■ **Input rows**
--- Start ---

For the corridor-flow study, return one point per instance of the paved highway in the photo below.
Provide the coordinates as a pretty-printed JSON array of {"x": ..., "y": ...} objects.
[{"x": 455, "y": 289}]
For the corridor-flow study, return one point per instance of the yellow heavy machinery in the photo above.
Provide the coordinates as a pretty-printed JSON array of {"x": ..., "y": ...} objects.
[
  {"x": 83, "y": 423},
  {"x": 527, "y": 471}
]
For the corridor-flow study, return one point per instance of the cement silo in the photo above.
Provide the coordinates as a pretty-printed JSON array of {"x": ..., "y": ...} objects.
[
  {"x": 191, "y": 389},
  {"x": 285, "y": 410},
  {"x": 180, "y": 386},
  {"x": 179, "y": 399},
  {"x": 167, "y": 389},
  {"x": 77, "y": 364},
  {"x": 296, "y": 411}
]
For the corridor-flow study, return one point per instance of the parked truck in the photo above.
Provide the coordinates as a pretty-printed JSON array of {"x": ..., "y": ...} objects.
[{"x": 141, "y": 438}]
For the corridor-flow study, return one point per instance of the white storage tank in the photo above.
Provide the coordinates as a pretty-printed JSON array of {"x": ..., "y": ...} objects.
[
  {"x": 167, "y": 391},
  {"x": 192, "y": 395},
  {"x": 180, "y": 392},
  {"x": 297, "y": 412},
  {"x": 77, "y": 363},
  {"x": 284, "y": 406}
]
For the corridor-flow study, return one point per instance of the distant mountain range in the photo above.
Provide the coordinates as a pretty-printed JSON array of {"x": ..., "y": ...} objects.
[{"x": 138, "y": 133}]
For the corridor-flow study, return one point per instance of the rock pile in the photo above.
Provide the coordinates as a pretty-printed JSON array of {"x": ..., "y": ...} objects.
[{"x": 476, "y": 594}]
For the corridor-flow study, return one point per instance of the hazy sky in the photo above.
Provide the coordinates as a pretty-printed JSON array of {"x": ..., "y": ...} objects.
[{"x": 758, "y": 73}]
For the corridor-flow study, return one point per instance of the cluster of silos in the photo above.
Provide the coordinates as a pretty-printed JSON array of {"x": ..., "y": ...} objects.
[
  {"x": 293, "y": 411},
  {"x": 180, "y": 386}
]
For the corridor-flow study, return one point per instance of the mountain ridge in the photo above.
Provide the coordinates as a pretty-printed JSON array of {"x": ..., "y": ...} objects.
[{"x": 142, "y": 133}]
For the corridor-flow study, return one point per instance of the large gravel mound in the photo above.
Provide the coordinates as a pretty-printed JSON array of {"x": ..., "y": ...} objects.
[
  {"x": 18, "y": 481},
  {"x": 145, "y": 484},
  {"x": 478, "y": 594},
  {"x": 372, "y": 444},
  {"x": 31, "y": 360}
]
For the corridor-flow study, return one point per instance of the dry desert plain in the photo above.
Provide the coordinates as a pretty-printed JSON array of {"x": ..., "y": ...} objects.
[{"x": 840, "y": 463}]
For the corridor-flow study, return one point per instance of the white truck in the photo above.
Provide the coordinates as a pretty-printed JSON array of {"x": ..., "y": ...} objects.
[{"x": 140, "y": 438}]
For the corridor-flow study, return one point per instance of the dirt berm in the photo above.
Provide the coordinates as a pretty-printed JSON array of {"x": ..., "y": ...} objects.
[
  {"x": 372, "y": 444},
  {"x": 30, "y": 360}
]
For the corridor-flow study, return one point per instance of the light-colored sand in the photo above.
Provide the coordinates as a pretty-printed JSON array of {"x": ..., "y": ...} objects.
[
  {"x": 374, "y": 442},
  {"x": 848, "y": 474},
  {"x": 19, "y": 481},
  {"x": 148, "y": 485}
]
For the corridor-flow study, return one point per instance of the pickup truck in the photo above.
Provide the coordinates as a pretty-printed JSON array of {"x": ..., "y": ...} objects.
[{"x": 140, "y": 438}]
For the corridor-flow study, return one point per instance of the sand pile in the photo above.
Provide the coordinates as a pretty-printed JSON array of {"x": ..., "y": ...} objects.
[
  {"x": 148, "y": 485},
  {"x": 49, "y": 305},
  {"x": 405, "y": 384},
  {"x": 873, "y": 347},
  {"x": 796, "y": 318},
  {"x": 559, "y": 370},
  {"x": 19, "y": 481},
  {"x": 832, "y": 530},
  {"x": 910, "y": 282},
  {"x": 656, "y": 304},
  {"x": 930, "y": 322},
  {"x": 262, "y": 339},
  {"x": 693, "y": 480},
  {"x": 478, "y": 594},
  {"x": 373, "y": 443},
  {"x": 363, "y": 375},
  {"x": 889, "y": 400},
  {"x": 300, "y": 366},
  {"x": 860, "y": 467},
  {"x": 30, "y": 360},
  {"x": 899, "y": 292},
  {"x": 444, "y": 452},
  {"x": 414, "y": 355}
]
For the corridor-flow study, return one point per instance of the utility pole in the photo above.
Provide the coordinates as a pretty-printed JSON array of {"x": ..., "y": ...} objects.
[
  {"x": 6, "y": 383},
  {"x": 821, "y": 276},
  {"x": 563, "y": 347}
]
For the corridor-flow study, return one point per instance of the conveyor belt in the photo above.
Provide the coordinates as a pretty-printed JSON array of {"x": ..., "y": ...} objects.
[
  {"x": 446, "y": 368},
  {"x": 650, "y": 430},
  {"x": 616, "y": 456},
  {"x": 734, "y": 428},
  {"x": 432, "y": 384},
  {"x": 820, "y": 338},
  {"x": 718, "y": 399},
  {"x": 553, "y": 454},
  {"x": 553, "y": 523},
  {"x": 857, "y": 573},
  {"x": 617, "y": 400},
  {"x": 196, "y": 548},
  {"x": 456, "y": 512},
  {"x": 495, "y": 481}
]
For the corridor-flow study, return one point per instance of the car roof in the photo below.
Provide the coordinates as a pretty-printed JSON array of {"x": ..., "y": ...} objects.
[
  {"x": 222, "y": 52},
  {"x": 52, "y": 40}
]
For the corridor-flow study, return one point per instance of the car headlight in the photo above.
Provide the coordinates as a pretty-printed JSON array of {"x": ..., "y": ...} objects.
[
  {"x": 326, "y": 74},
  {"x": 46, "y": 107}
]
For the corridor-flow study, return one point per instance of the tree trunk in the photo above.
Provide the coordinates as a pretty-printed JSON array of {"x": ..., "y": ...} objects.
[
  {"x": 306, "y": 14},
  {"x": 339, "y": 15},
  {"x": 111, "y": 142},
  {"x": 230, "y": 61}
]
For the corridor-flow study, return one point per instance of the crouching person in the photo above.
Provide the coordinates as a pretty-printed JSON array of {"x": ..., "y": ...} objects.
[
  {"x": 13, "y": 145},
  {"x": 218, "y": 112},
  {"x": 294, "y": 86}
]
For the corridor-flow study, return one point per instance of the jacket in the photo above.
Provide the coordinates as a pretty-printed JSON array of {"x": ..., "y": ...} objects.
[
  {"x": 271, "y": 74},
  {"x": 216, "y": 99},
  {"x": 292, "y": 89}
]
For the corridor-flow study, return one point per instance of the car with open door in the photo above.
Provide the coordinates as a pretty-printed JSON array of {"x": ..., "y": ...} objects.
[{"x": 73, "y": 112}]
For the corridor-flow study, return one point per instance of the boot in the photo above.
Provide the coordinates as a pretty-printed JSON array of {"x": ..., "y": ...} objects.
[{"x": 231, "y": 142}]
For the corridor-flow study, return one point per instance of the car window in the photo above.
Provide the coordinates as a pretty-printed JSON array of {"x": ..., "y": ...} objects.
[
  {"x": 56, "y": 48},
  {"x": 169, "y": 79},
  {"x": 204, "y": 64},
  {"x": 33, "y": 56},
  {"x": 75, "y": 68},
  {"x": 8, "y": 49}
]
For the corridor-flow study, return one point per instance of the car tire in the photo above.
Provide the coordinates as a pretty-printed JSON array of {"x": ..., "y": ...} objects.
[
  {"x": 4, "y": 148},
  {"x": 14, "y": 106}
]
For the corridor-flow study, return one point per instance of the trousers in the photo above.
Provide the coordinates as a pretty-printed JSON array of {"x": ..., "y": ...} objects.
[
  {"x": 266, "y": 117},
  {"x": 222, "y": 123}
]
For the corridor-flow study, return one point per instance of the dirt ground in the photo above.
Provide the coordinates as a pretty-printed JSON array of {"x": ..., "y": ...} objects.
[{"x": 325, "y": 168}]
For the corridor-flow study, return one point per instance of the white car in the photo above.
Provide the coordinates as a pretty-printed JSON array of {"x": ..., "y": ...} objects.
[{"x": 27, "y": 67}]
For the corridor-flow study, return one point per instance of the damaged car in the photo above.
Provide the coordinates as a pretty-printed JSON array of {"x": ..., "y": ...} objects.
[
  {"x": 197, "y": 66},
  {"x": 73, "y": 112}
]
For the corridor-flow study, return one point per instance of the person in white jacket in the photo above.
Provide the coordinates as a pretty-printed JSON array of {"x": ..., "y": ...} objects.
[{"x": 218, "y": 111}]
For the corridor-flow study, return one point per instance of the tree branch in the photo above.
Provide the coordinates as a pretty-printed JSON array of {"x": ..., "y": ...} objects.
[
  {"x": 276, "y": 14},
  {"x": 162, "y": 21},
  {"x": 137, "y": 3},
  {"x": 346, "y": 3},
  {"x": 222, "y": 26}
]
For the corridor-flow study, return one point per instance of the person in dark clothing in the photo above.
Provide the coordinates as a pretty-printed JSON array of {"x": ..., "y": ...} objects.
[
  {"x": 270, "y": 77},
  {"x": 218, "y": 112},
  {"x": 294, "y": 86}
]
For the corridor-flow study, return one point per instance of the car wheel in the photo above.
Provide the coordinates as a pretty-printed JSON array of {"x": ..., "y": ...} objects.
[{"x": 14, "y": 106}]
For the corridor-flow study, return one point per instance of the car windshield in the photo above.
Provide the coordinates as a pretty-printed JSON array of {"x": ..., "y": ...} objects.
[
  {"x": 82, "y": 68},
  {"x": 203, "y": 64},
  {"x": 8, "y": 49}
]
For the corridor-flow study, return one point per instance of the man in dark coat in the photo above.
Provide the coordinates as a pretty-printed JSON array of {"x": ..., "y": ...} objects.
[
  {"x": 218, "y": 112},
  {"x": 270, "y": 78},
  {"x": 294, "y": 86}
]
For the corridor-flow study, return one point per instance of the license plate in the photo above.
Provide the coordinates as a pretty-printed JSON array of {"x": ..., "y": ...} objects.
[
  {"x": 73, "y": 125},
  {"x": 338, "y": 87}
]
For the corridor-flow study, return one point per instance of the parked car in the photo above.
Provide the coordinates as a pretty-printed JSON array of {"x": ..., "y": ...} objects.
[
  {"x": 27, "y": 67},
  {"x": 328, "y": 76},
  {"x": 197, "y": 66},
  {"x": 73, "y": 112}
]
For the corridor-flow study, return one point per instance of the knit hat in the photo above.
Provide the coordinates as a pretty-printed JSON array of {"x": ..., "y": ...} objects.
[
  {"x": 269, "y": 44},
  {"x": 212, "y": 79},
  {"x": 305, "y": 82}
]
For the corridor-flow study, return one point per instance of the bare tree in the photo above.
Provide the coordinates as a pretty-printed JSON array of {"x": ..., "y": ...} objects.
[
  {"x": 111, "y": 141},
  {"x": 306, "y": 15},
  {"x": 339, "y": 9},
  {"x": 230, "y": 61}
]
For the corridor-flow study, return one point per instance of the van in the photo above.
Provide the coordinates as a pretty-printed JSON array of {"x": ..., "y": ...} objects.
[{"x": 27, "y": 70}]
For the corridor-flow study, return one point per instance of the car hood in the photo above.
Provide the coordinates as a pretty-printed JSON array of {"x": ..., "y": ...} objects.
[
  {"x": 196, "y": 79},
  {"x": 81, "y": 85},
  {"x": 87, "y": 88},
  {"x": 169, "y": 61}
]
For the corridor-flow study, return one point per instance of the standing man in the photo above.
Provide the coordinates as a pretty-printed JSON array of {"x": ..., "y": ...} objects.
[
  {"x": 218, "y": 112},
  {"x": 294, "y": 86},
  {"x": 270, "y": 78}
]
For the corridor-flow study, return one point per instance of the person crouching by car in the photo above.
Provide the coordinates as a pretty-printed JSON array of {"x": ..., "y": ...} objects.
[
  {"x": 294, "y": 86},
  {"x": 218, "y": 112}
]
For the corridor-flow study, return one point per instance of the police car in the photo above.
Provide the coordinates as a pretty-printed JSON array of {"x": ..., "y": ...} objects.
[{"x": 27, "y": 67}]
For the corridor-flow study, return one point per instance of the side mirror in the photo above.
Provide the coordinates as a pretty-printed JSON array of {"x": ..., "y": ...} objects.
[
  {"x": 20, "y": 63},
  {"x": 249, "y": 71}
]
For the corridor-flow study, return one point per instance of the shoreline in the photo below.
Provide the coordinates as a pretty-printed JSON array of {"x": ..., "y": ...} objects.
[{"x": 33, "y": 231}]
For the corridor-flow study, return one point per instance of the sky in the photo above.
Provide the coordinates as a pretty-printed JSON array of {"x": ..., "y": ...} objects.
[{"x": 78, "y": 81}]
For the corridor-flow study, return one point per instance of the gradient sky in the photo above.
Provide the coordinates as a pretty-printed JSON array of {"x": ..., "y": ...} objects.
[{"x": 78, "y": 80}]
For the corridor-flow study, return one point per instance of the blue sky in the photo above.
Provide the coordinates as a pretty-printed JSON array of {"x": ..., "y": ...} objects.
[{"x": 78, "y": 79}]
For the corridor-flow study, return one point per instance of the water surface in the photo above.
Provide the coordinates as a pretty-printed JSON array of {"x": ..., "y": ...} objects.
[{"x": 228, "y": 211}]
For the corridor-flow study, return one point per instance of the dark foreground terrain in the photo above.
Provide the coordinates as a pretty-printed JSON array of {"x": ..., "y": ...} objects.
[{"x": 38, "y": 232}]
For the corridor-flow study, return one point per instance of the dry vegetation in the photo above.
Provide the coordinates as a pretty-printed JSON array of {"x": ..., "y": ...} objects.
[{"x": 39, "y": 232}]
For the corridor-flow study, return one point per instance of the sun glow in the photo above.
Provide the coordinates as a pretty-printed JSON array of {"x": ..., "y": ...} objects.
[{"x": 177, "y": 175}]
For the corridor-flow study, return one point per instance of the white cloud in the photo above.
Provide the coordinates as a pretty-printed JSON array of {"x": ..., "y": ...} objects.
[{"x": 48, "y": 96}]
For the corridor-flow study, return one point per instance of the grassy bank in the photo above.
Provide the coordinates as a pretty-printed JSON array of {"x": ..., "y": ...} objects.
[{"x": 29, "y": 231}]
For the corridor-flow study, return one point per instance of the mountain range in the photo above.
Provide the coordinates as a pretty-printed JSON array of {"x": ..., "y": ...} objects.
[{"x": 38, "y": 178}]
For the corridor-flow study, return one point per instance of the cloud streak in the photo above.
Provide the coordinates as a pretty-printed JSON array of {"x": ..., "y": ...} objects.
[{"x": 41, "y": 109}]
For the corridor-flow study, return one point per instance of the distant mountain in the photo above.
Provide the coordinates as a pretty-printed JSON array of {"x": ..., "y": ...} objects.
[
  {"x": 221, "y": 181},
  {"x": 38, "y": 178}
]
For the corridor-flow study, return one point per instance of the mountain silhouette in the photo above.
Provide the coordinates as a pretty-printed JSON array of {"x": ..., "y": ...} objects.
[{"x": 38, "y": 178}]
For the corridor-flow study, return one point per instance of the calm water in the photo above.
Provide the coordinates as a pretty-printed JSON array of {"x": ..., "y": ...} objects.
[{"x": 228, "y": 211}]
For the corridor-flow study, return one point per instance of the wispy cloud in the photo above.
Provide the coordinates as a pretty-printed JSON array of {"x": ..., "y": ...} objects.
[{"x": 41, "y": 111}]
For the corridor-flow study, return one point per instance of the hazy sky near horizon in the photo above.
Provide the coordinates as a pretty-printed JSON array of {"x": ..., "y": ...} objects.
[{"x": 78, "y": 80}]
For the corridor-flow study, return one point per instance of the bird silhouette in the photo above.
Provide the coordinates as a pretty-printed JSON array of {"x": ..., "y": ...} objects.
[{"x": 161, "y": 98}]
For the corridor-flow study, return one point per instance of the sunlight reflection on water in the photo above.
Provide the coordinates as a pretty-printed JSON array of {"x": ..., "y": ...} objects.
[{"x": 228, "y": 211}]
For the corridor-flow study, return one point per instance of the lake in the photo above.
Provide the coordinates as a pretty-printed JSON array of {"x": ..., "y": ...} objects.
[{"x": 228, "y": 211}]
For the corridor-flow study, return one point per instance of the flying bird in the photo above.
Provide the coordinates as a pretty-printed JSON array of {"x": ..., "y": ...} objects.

--- End ---

■ **Objective**
All lines from the one with "mountain silhouette in the photo above." through the final line above are to be quoted exactly; quote no other line.

■ **Correct result**
For the corridor-flow study, return one point per instance of the mountain silhouette in the photo above.
Provide the coordinates as a pretty-printed JSON array of {"x": ..., "y": ...} objects.
[{"x": 38, "y": 178}]
For the corridor-flow study, return one point per instance of the calm water in the photo above.
Provide the coordinates as a pretty-printed JSON array of {"x": ..., "y": ...} objects.
[{"x": 228, "y": 211}]
For the corridor-flow study, return one point per instance of the wispy cloud in the photo above.
Provide the coordinates as a pretty-printed JSON array of {"x": ..., "y": ...} objects.
[{"x": 41, "y": 111}]
For the corridor-flow study, return one point per instance of the hazy sky near horizon in the photo above.
Provide the coordinates as a pretty-printed JSON array of {"x": ..., "y": ...} objects.
[{"x": 78, "y": 80}]
For the corridor-flow study, return one point per instance of the bird silhouette in the photo above.
Provide the coordinates as a pretty-printed JSON array of {"x": ..., "y": ...} objects.
[{"x": 161, "y": 98}]
For the corridor-flow study, return one point per instance of the sunlight reflection on water in the photo above.
Provide the coordinates as a pretty-printed JSON array of {"x": ..., "y": ...} objects.
[{"x": 228, "y": 211}]
For the corridor-flow study, return one point per instance of the lake in the photo above.
Provide the coordinates as a pretty-printed JSON array of {"x": ..., "y": ...} objects.
[{"x": 228, "y": 211}]
For the corridor-flow study, return one point per instance of the flying bird in the photo above.
Provide the coordinates as a pretty-printed JSON array of {"x": ..., "y": ...} objects.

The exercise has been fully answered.